Exercise text
Why Do We Love to Travel: Explained



If you have a ferocious appetite for the need to travel (and it never seems to be enough) and you always need a holiday to recover from your previous holiday, or even plan your next holiday while you are on a holiday, truth be told, you are actually – born this way.

I came across two articles mentioning how our love for travel is actually encoded in our DNA. Some of us carry the “travel genes” and that particular gene (I am not going into the details here but if you like, you can read more about The Wanderlust Gene here) make some people more willing to explore and travel greater distances.

According to the claims, the Travel gene only affects 20% of the population. So what about the rest of the population? Do they prefer to stay at home and never to venture outside of their comfort zone? Well the study mentions that,

 those with a history of relocating, over time


whose ancestors migrated longer distances after they moved out of Africa.

tend to carry the Travel gene much more commonly than those who did not.

Hmm… my great-grandparents migrated from China to Singapore more than 70 years ago. And I moved to Melbourne 5 years ago, does that mean I carry the Travel gene in me? I would certainly love to think so! I get bored staying in the same place for too long you know… .

Why Do We Love to Travel: Explained
Redwood Forest, Victoria

Well if you think that these things shouldn’t be explained from a scientific point of view, there’s another article justifying anyone with the need to travel on a psychological angle. These people are not genetically marked but rather, are addicted emotionally.

Data
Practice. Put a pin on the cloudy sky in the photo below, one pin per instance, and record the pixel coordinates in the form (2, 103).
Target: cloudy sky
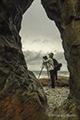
(40, 36)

Required action 1
According to the text on why we love to travel, what share of the population does the Travel gene affect?
Required action 2
Write a continuation of the text on why we love to travel, picking up after its final sentence.

Expected answer 1
20% of the population.

Expected answer 2
Dr Brien describes this level of addiction for the love of travelling is due to a need to satisfy our emotional well-being and according to Maslow’s ‘hierarchy of needs’, he says,

Once you realise that the experience of travel is extremely rewarding and unlike anything else, the more you want to keep doing it. It’s a kaleidoscope of new sights, sounds, and experiences at every turn, and successfully navigating these unfamiliar situations is the best way for a person to achieve the higher-level needs found in Maslow’s pyramid.

Whichever angle you look at it, whether scientifically or psychologically, I think to travel is human. As the saying goes, ‘the world is your oyster’ – I think it is only right that one should grab opportunities and go places especially so when ‘sales fare‘ such as this – lands in your inbox. Yes, you guessed it, I took advantage of JAL sales fare to Tokyo last week.

On the other hand, I also think that a quasi-holiday staycation at a local hotel can be just as satisfying. Pretending to be a tourist, taking in the sights and sounds, observing people going through their daily routines, gives me a chance to step back and reflect on my own experience in my own country through a different lens.